- _What this task involves_
Render the lines below as a two-column CSV with the headers input and output, one row per line, putting its text under input and its answer under output. Wrap every field in double quotes, and replace each line break inside a field with a space.

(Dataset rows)

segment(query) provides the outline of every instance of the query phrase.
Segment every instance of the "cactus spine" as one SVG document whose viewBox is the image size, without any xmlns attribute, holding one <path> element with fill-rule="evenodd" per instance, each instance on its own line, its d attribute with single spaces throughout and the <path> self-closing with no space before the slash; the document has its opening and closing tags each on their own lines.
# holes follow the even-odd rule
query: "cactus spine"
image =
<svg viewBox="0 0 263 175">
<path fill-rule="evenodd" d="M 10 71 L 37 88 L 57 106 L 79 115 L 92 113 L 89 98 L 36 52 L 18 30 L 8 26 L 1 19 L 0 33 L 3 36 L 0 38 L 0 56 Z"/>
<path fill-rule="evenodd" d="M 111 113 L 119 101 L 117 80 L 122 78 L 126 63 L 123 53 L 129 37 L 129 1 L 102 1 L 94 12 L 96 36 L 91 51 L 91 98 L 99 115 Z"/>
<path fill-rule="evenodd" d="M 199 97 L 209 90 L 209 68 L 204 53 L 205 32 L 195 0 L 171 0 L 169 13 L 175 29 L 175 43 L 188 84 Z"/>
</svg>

- _Reply to the exercise_
input,output
"segment(query) provides the outline of every instance of the query phrase. Segment every instance of the ""cactus spine"" as one SVG document whose viewBox is the image size, without any xmlns attribute, holding one <path> element with fill-rule=""evenodd"" per instance, each instance on its own line, its d attribute with single spaces throughout and the <path> self-closing with no space before the slash; the document has its opening and closing tags each on their own lines. # holes follow the even-odd rule query: ""cactus spine"" image =","<svg viewBox=""0 0 263 175""> <path fill-rule=""evenodd"" d=""M 10 71 L 37 88 L 57 106 L 79 115 L 92 113 L 89 98 L 36 52 L 18 30 L 8 26 L 1 19 L 0 33 L 3 36 L 0 38 L 0 56 Z""/> <path fill-rule=""evenodd"" d=""M 111 113 L 119 101 L 117 80 L 122 78 L 126 63 L 123 53 L 129 37 L 129 1 L 102 1 L 94 12 L 96 36 L 91 51 L 91 98 L 99 115 Z""/> <path fill-rule=""evenodd"" d=""M 199 97 L 209 90 L 209 68 L 204 53 L 205 32 L 195 0 L 171 0 L 169 13 L 175 29 L 175 43 L 188 84 Z""/> </svg>"